What is required = Please copy the entries from the line with "Locate the element that corresponds to the sofa cushion." up to and including the line with "xmin=0 ymin=0 xmax=447 ymax=345", renaming "upholstered headboard" to "padded headboard" and leaving everything else the same.

Excerpts of labeled region entries
++++++++++
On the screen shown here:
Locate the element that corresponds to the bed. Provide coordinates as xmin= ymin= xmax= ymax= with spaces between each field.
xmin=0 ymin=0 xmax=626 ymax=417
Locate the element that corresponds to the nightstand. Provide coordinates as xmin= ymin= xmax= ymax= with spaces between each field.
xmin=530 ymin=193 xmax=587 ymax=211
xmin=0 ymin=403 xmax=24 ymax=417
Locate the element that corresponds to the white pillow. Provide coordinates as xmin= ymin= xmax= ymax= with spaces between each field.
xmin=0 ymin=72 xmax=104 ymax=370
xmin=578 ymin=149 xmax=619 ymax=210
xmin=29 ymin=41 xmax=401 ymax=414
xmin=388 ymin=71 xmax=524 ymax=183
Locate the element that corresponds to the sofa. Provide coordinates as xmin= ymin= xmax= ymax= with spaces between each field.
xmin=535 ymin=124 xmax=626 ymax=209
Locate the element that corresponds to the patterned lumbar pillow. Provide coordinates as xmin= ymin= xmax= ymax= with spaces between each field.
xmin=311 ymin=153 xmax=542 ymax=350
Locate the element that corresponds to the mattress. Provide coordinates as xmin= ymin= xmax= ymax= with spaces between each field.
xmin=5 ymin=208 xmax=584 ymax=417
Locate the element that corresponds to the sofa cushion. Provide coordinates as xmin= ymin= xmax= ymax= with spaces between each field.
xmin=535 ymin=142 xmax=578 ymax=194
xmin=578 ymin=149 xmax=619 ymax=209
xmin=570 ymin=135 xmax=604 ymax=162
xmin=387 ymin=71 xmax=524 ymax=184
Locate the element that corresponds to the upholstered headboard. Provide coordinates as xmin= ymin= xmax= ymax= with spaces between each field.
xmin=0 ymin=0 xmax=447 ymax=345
++++++++++
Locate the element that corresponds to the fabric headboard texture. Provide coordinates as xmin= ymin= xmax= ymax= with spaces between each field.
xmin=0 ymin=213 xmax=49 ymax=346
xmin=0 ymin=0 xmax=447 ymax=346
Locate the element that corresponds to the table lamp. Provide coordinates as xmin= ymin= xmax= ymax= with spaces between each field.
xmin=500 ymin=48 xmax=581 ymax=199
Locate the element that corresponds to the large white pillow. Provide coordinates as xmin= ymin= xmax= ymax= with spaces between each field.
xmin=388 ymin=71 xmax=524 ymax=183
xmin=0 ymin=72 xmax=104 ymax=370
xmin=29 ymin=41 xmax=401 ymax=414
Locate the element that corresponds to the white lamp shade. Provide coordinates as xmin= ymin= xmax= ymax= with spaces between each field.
++++++++++
Answer below =
Locate the element that corresponds to the sofa cushion. Provide coordinates as xmin= ymin= xmax= ymax= with spaces between each field.
xmin=535 ymin=142 xmax=578 ymax=194
xmin=578 ymin=149 xmax=619 ymax=209
xmin=570 ymin=135 xmax=604 ymax=162
xmin=387 ymin=71 xmax=524 ymax=184
Locate the element that corresponds to the padded headboard. Provide coordinates as xmin= ymin= xmax= ymax= with spaces between each field.
xmin=0 ymin=0 xmax=447 ymax=345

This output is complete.